Retour sur l'IA-qui-peint (affaire évoquée par nous ici, le 26 octobre dernier, à 15:45), avec un article du Monde qui part dans tous les sens .

Demain, l’art sans artiste ?

La première œuvre produite par une intelligence artificielle a été adjugée à plus de 430 000 dollars à New York, fin octobre. Depuis, le trio de copains à l’origine du projet est sous le feu des critiques.
Par Laurent Carpentier, publié le 23/11/2018


« Portrait d’Edmond de Belamy », 
« première œuvre ­produite par une intelligence artificielle » 
adjugée pour 380 500 €, à New York, le 25 octobre. 

Ils ont coupé leur téléphone, ignorent les demandes d’interview. Hugo ­Caselles-Dupré, Gauthier Vernier et Pierre Fautrel, 25 ans, n’avaient pas vraiment anticipé la tempête qu’ils ont soulevée. Depuis la vente de leur Portrait d’Edmond de Belamy, le 25 octobre, chez Christie’s, à New York, pour 432 500 dollars (380 500 euros) – « première œuvre ­produite par une intelligence artificielle », comme l’a écrit la salle de vente –, ces trois copains d’enfance, qui ont créé sur leur canapé Obvious, la petite structure auteure du tableau, ont découvert la rançon du succès. « On nous a accusés de plagiat, d’imposture, on a dit qu’on ne s’intéressait qu’à l’argent, on en a pris plein la figure », raconte Pierre Fautrel, alors qu’après moult hésitations, il accepte enfin de nous rencontrer.

Le principe est simple. On nourrit une intelligence artificielle à partir d’une banque d’images. En l’occurrence, 15 000 portraits classiques allant du XVe au XXe siècle. On imprime sur toile, on met un cadre doré. Le logarithme [sic !] s’appelle GAN, pour Generative Adversarial Networks. Son principe a été mis au point il y a quelques années par Ian Goodfellow, un étudiant de Montréal aujourd’hui chez Google. Soit deux réseaux de neurones artificiels qu’on oppose. D’un côté, le faussaire. De l’autre, l’expert. A chaque fois que l’expert met le faussaire en défaut, ce dernier s’améliore, s’éloigne de ce qui existe pour créer une œuvre plus originale. C’est ainsi que naît la première « collection » ­d’Obvious : onze portraits d’une famille imaginaire, les Belamy, produit par un cerveau sur circuits imprimés. Réaction du milieu de l’art, volontiers assassin : « C’est d’un laid ! »

« Regardez : figure paternelle, académisme… c’est l’art bourgeois par excellence », s’amuse la philosophe Manuela de Barros, spécialiste des relations entre arts, sciences et techniques à Paris-VIII. Un académisme revendiqué : « On voulait un truc simple, qui parle à tout le monde, précisent les impétrants. Un portrait classique. Parce que tout le monde en a vu un dans un livre d’histoire ou un musée. »

--

§ Objectifs
(a) Selon l'article sur l'art produit par une intelligence artificielle, combien de portraits classiques ont servi à nourrir l'intelligence artificielle ?
(b) Prolongez l'article sur l'art produit par une intelligence artificielle à partir de sa dernière phrase.
Les lignes qui suivent n'interviennent en rien dans ce travail.

§ Lignes présentées
--

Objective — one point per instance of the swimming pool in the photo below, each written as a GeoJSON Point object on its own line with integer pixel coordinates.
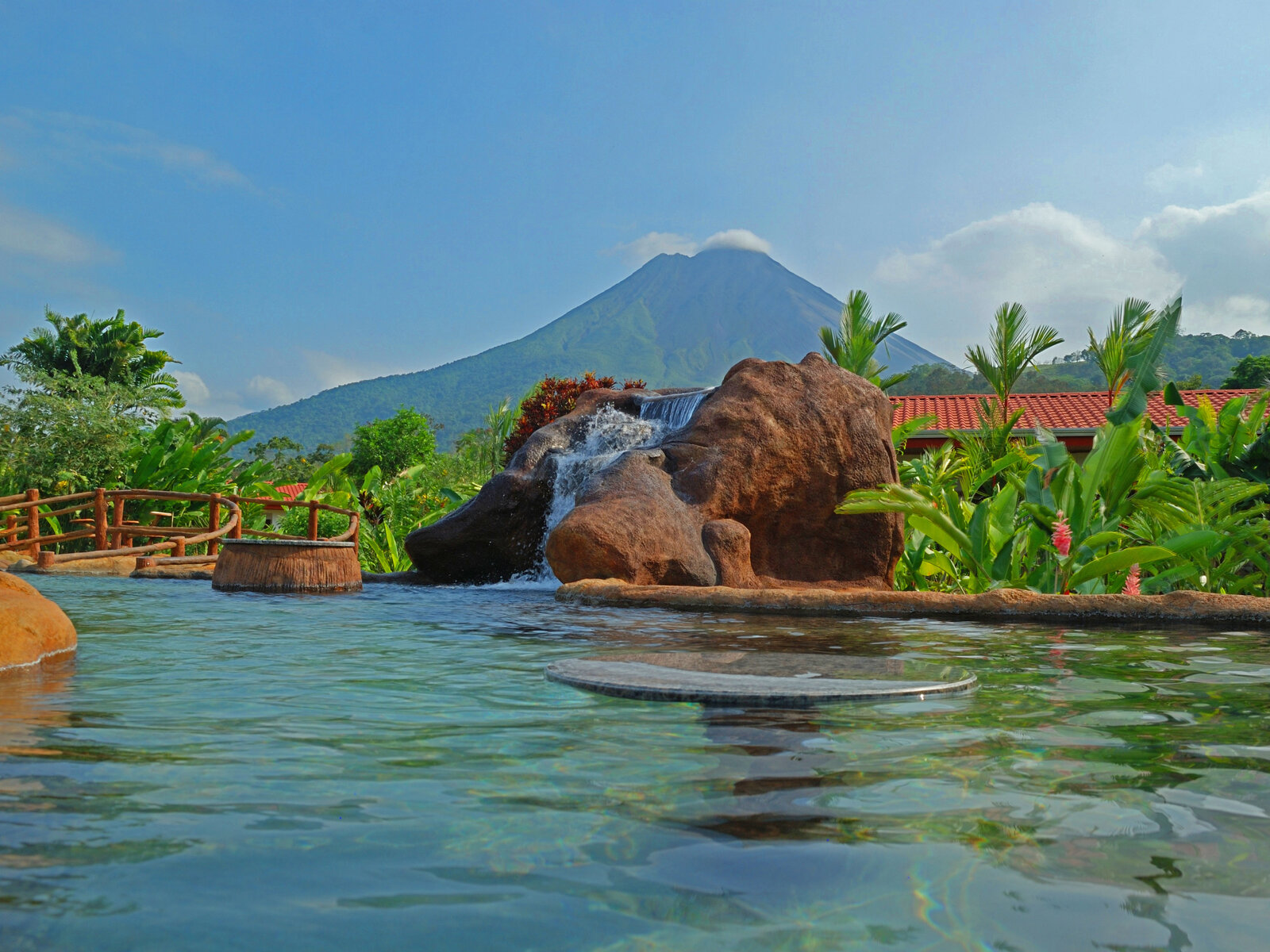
{"type": "Point", "coordinates": [391, 770]}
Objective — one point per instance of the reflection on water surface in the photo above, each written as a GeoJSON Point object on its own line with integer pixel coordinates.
{"type": "Point", "coordinates": [391, 768]}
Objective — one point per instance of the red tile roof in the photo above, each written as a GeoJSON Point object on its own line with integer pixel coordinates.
{"type": "Point", "coordinates": [1056, 412]}
{"type": "Point", "coordinates": [292, 489]}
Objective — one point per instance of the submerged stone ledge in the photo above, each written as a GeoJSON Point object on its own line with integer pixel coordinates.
{"type": "Point", "coordinates": [1001, 605]}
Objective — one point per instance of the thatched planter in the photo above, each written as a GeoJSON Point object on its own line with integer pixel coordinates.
{"type": "Point", "coordinates": [287, 565]}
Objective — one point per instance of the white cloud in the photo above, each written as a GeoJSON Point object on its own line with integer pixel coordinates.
{"type": "Point", "coordinates": [1168, 178]}
{"type": "Point", "coordinates": [271, 390]}
{"type": "Point", "coordinates": [31, 235]}
{"type": "Point", "coordinates": [737, 238]}
{"type": "Point", "coordinates": [194, 389]}
{"type": "Point", "coordinates": [1175, 221]}
{"type": "Point", "coordinates": [75, 139]}
{"type": "Point", "coordinates": [657, 243]}
{"type": "Point", "coordinates": [1038, 254]}
{"type": "Point", "coordinates": [332, 371]}
{"type": "Point", "coordinates": [1227, 315]}
{"type": "Point", "coordinates": [1071, 271]}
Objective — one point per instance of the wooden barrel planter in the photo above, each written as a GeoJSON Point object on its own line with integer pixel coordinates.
{"type": "Point", "coordinates": [287, 565]}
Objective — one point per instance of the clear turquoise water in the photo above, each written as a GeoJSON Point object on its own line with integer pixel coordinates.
{"type": "Point", "coordinates": [391, 770]}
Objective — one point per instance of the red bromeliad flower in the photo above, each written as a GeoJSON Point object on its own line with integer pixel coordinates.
{"type": "Point", "coordinates": [1132, 585]}
{"type": "Point", "coordinates": [1062, 537]}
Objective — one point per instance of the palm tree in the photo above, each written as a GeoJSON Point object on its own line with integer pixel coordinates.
{"type": "Point", "coordinates": [1011, 349]}
{"type": "Point", "coordinates": [111, 348]}
{"type": "Point", "coordinates": [854, 344]}
{"type": "Point", "coordinates": [1132, 327]}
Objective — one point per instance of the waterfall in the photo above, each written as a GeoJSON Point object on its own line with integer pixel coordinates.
{"type": "Point", "coordinates": [673, 410]}
{"type": "Point", "coordinates": [610, 433]}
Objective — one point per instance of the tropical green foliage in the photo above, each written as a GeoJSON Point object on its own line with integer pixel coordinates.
{"type": "Point", "coordinates": [112, 349]}
{"type": "Point", "coordinates": [399, 442]}
{"type": "Point", "coordinates": [1011, 349]}
{"type": "Point", "coordinates": [854, 344]}
{"type": "Point", "coordinates": [1249, 374]}
{"type": "Point", "coordinates": [994, 513]}
{"type": "Point", "coordinates": [65, 435]}
{"type": "Point", "coordinates": [1219, 444]}
{"type": "Point", "coordinates": [1130, 329]}
{"type": "Point", "coordinates": [287, 460]}
{"type": "Point", "coordinates": [487, 443]}
{"type": "Point", "coordinates": [192, 455]}
{"type": "Point", "coordinates": [1193, 361]}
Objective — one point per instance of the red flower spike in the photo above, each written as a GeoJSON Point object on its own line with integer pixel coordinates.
{"type": "Point", "coordinates": [1062, 537]}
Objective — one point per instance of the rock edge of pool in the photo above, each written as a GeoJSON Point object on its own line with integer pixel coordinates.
{"type": "Point", "coordinates": [1000, 605]}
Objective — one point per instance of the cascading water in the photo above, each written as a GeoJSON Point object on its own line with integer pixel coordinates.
{"type": "Point", "coordinates": [675, 410]}
{"type": "Point", "coordinates": [610, 433]}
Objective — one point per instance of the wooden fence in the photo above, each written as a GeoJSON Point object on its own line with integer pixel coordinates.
{"type": "Point", "coordinates": [101, 513]}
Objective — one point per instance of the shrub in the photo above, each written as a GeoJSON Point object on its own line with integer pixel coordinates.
{"type": "Point", "coordinates": [394, 444]}
{"type": "Point", "coordinates": [552, 399]}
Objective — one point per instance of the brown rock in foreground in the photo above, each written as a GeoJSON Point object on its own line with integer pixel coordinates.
{"type": "Point", "coordinates": [1003, 605]}
{"type": "Point", "coordinates": [32, 628]}
{"type": "Point", "coordinates": [743, 494]}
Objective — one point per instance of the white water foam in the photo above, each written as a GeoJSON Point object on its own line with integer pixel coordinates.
{"type": "Point", "coordinates": [673, 412]}
{"type": "Point", "coordinates": [610, 433]}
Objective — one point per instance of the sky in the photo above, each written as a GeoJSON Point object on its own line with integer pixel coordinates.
{"type": "Point", "coordinates": [306, 194]}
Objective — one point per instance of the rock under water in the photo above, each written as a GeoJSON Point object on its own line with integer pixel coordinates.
{"type": "Point", "coordinates": [736, 486]}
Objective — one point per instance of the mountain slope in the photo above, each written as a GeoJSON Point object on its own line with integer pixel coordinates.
{"type": "Point", "coordinates": [677, 321]}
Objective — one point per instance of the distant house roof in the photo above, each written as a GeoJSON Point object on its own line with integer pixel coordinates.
{"type": "Point", "coordinates": [1077, 413]}
{"type": "Point", "coordinates": [292, 489]}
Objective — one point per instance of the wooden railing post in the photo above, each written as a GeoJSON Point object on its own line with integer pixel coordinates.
{"type": "Point", "coordinates": [33, 522]}
{"type": "Point", "coordinates": [214, 520]}
{"type": "Point", "coordinates": [99, 520]}
{"type": "Point", "coordinates": [117, 539]}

--

§ Réponses
(a) 15 000 portraits classiques, allant du XVe au XXe siècle.

(b)
« C’est compliqué pour eux », s’inquiète ­Nicolas Laugero, directeur de l’Icart, école de médiation culturelle et du marché de l’art. Il y a un an, ce collectionneur, qui a ouvert (à l’Ecole 42, à Paris) un musée de street art, voit débarquer le trio, qui lui raconte le projet. Ils ont 25 ans, ont grandi ensemble à Rueil-Malmaison (Hauts-de-Seine), une banlieue doucement bourgeoise. Deux étudiants en école de commerce et un thésard scientifique, qui croient dur comme fer à leur idée : utiliser une intelligence artificielle pour produire une œuvre classique qu’ils ont pour l’instant mise en vente sur eBay – « On se pensait géniaux », rigolent-ils – sans éveiller aucun intérêt.

Des « pirates en mode start-up »
Le collectionneur tombe sous le charme, achète la toute première œuvre de leur série, Le Comte de Belamy (« Le grand-père ­d’Edmond », sourit-il), pour 10 000 euros, et les prend sous son aile. « Comme avant eux, les tenants de l’art urbain, à peine sortis des écoles, ces jeunes brûlent les étapes, explique-t-il. Il y a chez eux la même envie un peu pirate d’en découdre, de bousculer les codes… Et ils opèrent en mode start-up ; ça, c’est nouveau, c’est pour ça que ça va vite, cela crée une sorte de hold-up mais en même temps, ils ouvrent des portes. Cette énergie, cela fait du bien. »

Qu’est-ce que l’intelligence ? Qu’est-ce qui est à l’œuvre dans le processus de création ? Les machines nous renvoient à nous-mêmes. « Elles nous posent de bonnes questions. Et on a intérêt à se les poser vite », constate Laurence Bertrand Dorléac, historienne de l’art à Sciences Po. Elle qui fut co-commissaire de l’exposition « Artistes & Robots », ce printemps au Grand Palais, à Paris, raconte comment un jour, alors qu’y était organisé un petit déjeuner pour le New York Times, l’énorme grappin de pelleteuse, mis en mouvement par l’artiste Arcangelo Sassolino, s’est déréglé. « Cette espèce de crabe géant et métallique s’est mis à défoncer le ­muret.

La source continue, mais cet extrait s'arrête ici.